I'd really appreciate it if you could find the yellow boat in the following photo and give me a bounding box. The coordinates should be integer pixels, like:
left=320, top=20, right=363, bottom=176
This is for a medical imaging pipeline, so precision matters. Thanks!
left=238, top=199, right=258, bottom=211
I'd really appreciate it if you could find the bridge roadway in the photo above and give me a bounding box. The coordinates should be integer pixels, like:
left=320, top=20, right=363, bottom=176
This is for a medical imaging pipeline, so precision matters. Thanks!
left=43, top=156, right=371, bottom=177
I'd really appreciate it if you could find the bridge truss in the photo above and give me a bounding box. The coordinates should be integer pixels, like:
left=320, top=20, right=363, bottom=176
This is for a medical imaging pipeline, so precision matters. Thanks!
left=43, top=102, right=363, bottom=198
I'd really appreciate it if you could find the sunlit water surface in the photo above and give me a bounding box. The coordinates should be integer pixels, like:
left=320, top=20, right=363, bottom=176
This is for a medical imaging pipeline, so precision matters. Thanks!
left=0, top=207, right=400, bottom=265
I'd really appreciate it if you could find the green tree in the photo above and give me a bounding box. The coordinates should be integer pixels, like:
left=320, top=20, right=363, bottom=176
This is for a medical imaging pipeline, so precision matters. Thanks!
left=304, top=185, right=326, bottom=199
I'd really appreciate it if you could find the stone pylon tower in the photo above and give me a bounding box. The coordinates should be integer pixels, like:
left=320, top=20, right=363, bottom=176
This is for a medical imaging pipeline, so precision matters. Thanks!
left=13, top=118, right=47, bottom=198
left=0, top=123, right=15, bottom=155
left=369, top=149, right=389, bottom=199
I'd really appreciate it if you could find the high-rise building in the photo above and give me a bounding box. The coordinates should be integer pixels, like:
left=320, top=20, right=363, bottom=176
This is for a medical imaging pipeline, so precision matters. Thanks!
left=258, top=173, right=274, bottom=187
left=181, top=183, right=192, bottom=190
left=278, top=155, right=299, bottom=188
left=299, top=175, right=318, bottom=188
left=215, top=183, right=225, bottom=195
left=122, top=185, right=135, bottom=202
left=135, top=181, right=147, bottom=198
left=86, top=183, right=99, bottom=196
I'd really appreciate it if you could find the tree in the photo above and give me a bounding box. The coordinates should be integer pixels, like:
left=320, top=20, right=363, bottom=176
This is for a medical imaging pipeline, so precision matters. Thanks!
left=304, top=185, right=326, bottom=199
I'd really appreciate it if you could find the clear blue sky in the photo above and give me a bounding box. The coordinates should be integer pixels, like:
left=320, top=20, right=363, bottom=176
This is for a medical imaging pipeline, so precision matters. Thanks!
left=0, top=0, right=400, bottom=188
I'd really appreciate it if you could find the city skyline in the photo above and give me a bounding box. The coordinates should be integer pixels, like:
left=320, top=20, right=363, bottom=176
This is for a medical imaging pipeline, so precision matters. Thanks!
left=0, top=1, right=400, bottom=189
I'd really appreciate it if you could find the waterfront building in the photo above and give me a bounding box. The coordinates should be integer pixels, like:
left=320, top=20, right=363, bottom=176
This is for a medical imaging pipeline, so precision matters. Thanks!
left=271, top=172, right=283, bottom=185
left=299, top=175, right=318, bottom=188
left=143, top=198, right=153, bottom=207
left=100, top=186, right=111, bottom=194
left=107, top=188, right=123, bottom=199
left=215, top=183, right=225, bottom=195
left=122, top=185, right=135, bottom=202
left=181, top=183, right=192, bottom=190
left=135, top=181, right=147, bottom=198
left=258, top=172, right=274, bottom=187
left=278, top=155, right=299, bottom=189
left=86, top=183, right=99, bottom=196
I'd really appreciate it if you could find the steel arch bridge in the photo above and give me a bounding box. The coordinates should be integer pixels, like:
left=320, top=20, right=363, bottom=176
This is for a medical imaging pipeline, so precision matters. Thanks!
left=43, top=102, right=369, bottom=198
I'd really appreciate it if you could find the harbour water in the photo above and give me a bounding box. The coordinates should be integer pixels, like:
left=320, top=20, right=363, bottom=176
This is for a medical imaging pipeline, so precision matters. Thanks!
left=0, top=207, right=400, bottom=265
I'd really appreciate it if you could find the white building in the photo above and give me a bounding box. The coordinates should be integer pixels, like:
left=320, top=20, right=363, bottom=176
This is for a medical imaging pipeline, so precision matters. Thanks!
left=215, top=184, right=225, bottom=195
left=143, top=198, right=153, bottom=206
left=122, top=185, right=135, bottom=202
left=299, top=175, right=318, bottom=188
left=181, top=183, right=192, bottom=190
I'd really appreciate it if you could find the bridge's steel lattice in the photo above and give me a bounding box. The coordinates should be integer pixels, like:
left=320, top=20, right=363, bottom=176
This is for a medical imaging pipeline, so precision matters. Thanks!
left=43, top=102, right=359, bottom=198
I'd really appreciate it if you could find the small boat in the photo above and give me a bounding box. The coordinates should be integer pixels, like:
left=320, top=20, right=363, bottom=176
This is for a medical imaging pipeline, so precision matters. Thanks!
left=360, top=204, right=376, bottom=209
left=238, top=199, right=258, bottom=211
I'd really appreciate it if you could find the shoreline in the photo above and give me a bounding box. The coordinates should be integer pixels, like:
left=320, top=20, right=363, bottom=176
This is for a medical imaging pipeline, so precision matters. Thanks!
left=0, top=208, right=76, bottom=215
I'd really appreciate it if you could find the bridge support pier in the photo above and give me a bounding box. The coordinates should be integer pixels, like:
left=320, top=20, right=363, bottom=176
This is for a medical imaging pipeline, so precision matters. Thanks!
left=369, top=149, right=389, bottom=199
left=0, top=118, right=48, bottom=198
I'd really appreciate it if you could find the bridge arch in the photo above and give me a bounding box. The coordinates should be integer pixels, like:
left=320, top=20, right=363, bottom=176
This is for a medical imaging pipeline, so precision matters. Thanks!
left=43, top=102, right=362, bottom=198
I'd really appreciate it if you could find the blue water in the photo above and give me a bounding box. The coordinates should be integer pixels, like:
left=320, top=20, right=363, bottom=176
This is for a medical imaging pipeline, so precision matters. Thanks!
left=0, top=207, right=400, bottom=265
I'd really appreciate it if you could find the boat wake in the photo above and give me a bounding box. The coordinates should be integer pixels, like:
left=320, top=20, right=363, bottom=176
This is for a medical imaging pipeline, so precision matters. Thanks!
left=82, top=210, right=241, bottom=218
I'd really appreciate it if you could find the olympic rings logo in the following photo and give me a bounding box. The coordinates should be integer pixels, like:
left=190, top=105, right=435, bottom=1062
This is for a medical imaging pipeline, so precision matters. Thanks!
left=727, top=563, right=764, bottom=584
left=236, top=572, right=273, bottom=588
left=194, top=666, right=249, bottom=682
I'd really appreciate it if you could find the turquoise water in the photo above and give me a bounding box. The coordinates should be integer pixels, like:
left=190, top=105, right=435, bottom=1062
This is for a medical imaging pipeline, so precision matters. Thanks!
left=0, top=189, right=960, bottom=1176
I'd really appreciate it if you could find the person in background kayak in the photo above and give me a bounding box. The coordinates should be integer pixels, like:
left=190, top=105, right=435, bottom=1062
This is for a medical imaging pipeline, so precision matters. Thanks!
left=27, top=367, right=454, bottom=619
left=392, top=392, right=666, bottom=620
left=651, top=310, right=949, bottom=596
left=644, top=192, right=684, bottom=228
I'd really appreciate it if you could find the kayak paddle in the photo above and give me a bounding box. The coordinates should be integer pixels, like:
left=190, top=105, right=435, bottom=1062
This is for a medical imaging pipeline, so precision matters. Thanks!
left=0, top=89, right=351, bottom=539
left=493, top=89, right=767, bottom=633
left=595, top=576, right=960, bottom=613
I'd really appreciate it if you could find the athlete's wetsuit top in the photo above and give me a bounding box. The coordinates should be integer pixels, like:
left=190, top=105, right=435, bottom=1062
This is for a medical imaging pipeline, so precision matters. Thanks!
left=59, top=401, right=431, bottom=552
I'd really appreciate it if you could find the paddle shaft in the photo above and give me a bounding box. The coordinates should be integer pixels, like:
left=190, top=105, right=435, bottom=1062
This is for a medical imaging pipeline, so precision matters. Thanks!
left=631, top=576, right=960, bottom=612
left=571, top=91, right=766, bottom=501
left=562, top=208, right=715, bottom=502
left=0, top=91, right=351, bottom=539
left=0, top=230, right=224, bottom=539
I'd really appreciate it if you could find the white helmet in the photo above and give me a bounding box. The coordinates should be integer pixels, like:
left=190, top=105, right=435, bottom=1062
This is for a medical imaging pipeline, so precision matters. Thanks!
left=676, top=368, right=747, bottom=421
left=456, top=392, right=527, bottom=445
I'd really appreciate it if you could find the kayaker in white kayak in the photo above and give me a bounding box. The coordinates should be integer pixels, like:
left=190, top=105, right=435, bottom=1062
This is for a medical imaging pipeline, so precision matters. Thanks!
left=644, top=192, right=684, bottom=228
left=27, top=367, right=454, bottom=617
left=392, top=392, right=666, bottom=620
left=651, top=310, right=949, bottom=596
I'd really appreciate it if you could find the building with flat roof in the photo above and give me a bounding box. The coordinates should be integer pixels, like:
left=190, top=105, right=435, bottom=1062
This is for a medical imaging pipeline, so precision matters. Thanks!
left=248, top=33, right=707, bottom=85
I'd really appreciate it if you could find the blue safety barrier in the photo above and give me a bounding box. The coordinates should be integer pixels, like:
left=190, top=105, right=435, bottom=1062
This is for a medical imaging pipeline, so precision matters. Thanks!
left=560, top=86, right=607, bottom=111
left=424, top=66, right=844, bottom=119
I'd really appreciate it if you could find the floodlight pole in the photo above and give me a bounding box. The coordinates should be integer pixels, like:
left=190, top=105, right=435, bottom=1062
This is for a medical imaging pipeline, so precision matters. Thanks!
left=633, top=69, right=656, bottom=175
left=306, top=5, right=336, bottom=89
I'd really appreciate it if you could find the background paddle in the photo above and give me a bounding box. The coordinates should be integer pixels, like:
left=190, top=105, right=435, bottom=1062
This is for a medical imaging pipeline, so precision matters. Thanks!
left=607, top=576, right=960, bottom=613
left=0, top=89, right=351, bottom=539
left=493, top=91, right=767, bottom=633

★ ★ ★ ★ ★ ★ ★

◆ THE TASK: Can you recast the stretch of lines from the one containing "I'd really appreciate it if you could find the athlete's" through the one containing "left=0, top=230, right=224, bottom=539", both included, as a JSON list of strings with one string per line and blank lines left out?

◆ RESPONSE:
[
  "I'd really appreciate it if you could find the athlete's wetsuit top in the photo above and give me a bounding box. The coordinates should be integer pixels, like:",
  "left=190, top=105, right=435, bottom=1062",
  "This is for a medical imaging pipeline, so precision matters. Thanks!",
  "left=59, top=401, right=431, bottom=552",
  "I'd really appreciate it if you could find the paddle shaft in the photo above and give me a bounding box. The coordinates should be integer pixels, like:",
  "left=190, top=105, right=435, bottom=1062",
  "This is for a medical imaging pipeline, so precision matters. Thanks!",
  "left=631, top=576, right=960, bottom=612",
  "left=571, top=91, right=766, bottom=501",
  "left=562, top=208, right=715, bottom=502",
  "left=0, top=91, right=351, bottom=539",
  "left=0, top=230, right=224, bottom=539"
]